(TASK DIRECTIONS)
Please retype the text about Heaven Knows What below in full, with no changes.

(TEXT)
• • • •

Heaven Knows What, from new festival favourite indie filmmaking duo Ben and Joshua Safdie, is a fictionalised version of Mad Love in New York City – a memoir written by heroin-addicted, then homeless, Arielle Holmes. On meeting Holmes in Manhattan backwaters, the pair resolved to take her extraordinary story to the screen: now the real-life Arielle Holmes adopts the role of her own avatar 'Haylie' in a magnetic, and often unwatchable performance.
Heaven Knows What stalks the beautiful, volatile and self-abusive Haylie through the streets and shelters of New York, begging and stealing her way to the next fix. After her dramatic break-up with the equally addicted 'Ilya' (played by the only professional actor in the film, Caleb Landry Jones) Haylie becomes increasingly desperate for forgiveness, escaping into the arms of her dope – and Mike, another junkie friend and dealer.

• • • •

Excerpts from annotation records
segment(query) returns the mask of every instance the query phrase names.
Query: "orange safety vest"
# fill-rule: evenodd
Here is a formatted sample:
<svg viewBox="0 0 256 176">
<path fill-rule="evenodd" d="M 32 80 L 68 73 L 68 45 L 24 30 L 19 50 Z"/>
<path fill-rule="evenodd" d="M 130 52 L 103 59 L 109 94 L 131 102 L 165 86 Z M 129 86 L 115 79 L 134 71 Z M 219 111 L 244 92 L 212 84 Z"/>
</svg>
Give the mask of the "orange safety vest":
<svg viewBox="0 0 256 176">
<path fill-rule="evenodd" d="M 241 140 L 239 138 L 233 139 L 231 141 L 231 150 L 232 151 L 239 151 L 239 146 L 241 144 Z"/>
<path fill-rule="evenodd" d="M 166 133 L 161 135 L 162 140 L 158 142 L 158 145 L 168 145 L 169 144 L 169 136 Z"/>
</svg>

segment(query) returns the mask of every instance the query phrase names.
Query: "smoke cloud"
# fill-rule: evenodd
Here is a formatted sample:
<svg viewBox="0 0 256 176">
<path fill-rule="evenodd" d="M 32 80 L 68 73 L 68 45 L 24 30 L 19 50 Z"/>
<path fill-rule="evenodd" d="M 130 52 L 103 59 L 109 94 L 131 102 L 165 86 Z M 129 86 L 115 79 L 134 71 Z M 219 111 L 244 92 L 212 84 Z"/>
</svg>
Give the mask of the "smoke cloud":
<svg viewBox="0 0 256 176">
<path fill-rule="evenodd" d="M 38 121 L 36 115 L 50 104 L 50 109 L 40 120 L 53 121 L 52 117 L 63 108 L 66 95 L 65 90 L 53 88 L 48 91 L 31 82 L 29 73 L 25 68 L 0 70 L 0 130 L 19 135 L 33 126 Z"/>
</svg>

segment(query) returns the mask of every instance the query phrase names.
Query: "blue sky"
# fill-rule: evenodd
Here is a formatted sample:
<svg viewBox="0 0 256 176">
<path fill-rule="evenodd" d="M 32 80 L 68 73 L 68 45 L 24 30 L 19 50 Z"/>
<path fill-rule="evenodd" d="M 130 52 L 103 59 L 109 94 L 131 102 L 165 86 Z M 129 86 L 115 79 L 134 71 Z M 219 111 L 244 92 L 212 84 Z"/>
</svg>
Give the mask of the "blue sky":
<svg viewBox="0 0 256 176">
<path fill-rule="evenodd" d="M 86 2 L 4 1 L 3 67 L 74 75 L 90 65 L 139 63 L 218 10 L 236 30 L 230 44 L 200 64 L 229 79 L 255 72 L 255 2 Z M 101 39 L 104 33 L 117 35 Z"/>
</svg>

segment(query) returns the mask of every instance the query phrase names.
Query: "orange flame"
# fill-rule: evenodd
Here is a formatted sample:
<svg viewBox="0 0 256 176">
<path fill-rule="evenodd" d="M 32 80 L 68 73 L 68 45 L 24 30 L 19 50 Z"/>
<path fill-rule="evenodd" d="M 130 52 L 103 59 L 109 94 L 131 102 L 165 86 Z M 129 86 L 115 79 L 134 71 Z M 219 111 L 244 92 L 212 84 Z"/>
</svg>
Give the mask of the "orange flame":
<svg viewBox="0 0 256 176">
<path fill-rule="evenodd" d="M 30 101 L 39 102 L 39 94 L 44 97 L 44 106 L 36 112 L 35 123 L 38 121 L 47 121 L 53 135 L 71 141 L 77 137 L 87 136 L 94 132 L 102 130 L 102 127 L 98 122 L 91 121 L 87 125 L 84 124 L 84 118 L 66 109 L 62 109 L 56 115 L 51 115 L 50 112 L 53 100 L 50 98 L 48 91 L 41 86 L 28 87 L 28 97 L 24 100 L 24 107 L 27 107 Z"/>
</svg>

• • • •

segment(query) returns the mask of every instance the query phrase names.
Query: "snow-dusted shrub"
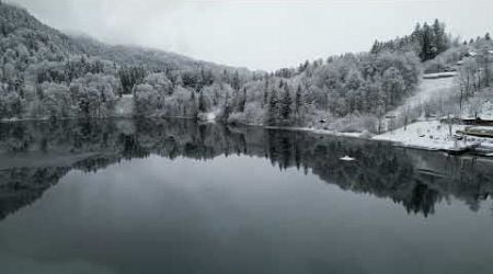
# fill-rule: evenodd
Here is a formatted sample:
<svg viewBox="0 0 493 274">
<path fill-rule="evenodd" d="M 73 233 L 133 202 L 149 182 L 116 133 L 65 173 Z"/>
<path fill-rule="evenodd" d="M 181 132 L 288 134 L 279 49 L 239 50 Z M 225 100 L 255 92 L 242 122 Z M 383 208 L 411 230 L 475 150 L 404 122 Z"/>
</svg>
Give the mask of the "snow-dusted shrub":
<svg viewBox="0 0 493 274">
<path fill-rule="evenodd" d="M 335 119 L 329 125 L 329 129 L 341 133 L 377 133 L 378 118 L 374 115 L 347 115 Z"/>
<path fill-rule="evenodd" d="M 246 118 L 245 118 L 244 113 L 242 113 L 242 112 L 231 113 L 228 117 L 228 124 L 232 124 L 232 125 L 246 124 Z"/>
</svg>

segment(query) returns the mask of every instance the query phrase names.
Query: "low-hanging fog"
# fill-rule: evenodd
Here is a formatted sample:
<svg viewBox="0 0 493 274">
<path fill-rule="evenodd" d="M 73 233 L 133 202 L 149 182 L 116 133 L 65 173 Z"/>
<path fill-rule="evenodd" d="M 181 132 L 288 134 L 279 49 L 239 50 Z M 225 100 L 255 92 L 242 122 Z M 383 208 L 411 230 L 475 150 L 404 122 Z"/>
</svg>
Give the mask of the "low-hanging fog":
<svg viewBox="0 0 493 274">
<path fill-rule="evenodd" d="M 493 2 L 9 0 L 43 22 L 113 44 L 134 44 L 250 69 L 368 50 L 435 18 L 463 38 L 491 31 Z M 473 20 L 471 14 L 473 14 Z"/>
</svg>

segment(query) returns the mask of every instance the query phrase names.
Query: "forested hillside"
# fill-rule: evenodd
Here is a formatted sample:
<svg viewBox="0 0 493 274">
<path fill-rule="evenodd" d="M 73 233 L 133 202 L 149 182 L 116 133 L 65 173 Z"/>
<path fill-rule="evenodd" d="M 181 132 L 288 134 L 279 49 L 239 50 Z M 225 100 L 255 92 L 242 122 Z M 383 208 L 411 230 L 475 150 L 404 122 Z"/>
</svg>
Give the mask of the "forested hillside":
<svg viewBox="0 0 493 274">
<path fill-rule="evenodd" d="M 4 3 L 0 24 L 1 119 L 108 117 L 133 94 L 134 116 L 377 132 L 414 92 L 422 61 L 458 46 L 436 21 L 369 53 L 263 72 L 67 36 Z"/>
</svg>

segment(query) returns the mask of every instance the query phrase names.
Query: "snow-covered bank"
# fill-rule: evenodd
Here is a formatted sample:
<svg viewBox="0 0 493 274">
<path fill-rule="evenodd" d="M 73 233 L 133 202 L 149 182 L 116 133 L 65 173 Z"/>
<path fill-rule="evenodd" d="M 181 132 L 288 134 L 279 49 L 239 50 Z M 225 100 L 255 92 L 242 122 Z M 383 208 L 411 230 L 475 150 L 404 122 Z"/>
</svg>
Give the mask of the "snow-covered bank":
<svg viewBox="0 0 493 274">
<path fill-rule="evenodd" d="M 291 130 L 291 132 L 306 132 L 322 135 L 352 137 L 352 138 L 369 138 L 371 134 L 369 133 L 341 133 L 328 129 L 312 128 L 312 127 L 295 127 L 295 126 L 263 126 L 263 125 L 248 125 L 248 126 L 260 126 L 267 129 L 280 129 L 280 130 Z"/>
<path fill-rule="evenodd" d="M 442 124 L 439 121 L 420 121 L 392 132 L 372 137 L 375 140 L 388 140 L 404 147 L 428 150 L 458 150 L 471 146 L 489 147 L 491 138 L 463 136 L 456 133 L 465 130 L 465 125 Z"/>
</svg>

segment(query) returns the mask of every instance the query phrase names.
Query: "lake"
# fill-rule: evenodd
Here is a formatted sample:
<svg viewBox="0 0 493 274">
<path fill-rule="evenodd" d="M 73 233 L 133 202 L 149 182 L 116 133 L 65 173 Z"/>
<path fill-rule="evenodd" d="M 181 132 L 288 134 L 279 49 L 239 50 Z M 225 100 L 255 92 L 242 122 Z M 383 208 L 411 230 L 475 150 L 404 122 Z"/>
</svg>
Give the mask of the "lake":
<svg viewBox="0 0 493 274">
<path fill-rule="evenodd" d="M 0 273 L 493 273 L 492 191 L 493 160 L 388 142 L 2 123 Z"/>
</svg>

• • • •

(WORKED ANSWER)
Heaven Knows What, from new festival favourite indie filmmaking duo Ben and Joshua Safdie, is a fictionalised version of Mad Love in New York City – a memoir written by heroin-addicted, then homeless, Arielle Holmes. On meeting Holmes in Manhattan backwaters, the pair resolved to take her extraordinary story to the screen: now the real-life Arielle Holmes adopts the role of her own avatar 'Haylie' in a magnetic, and often unwatchable performance.
Heaven Knows What stalks the beautiful, volatile and self-abusive Haylie through the streets and shelters of New York, begging and stealing her way to the next fix. After her dramatic break-up with the equally addicted 'Ilya' (played by the only professional actor in the film, Caleb Landry Jones) Haylie becomes increasingly desperate for forgiveness, escaping into the arms of her dope – and Mike, another junkie friend and dealer.